GIVEN INSTRUCTION 1
From the glassblowing excerpt below, list each piece of glassworking equipment the narrator names.
GIVEN INSTRUCTION 2
Extend the glassblowing excerpt below, starting after its last sentence.
--- EXCERPT ---
I decided to tackle the bubble mold again, this time with green aventurine powder I had a lot of but seldom used. Once I melted it in, I remembered why. What I'd hoped would be a little drinking glass ended up far too big for that. While I was still shaping it on the pipe, I hit the bottom on the furnace door and had to spend the next five minutes getting myself out of trouble. By the time I was on the punty, half the bubbles had disappeared and it was clear that this aventurine wasn't going to sparkle.

Tempted to chuck it, I put it in the annealer instead.

It took a lot of grinding to get the thing to stand up straight. I took it home, still hating it. There was a clear patch, from where I'd cut the bottom off after going into the mold, a necessary step. I found some lime green nail polish at the grocery store and reached down into the bottom to paint over the blank spot. Having done this, I knew I could never sell it. I'd have to toss it or keep it.

I carried it up to the Window Sill of Judgment. There, it became clear that the bottom needed more grinding. I packed it up again and brought it back to the classroom the following Sunday.
--- DATASET EXTRACT ---
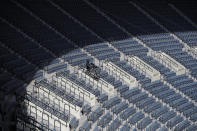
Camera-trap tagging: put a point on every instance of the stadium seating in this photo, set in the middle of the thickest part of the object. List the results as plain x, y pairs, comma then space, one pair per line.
44, 46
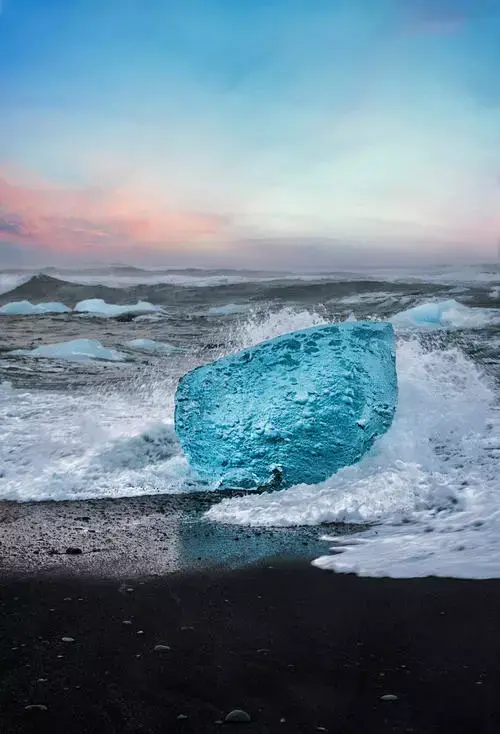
---
TASK ANSWER 1
bubble mold, pipe, furnace door, punty, annealer

TASK ANSWER 2
CP came over to see what I had. He liked it. "It looks like a watermelon," he said. "It was supposed to be a drinking glass," I replied. But now, because it was a green watermelon, I liked it. I took it home to live in the keeper section of the holding shelf. 





Back to the 98-degree day: Not to be outdone, I tried the same color with the bubble mold again. I lost control, and half the bubbles, later in the process. When it doubt, spin it out.



This one had a bald patch too. I put the nail polish on the underside this time. The bowl lives with the rest of the floppies, barely fitting onto the crammed shelf. It will become a planter when the cuttings I've made at work sprout roots.


One of the Sunday afternoon classmates was giving out Iron Maiden rod. At the end of the night, now that it was a cool 93 degrees, I had about 15 minutes to make a quick cup. If I'd had more time and more courage, I'd have blown it thinner. Tonight was obviously not the night for finesse.





It's an intriguing set of colors, but it's also $90 for a kilogram rod. As Murano said the following week after he tried it too and I told him how much it cost, "It's nice. But not that nice."  I wouldn't say no to another chunk of it, though.

*****

Jack went to an antiquarian book fair in Manhattan. He texted me a photo, captioned "A book on glass for just $6850."

Feeling snarky, I grabbed a paperback off a pile of books he'd been reading and set it on top of a threaded cup, now a soap dish, that I made in my first year. "A book on glass for free," I texted back.


Sometimes has been making mushrooms to sell. She's good at selling her work. She draws people in with the mushrooms and they buy her bigger pieces too.

I asked her if she could make me a couple of mushrooms. She did. I put one in the jade plant in my kitchen.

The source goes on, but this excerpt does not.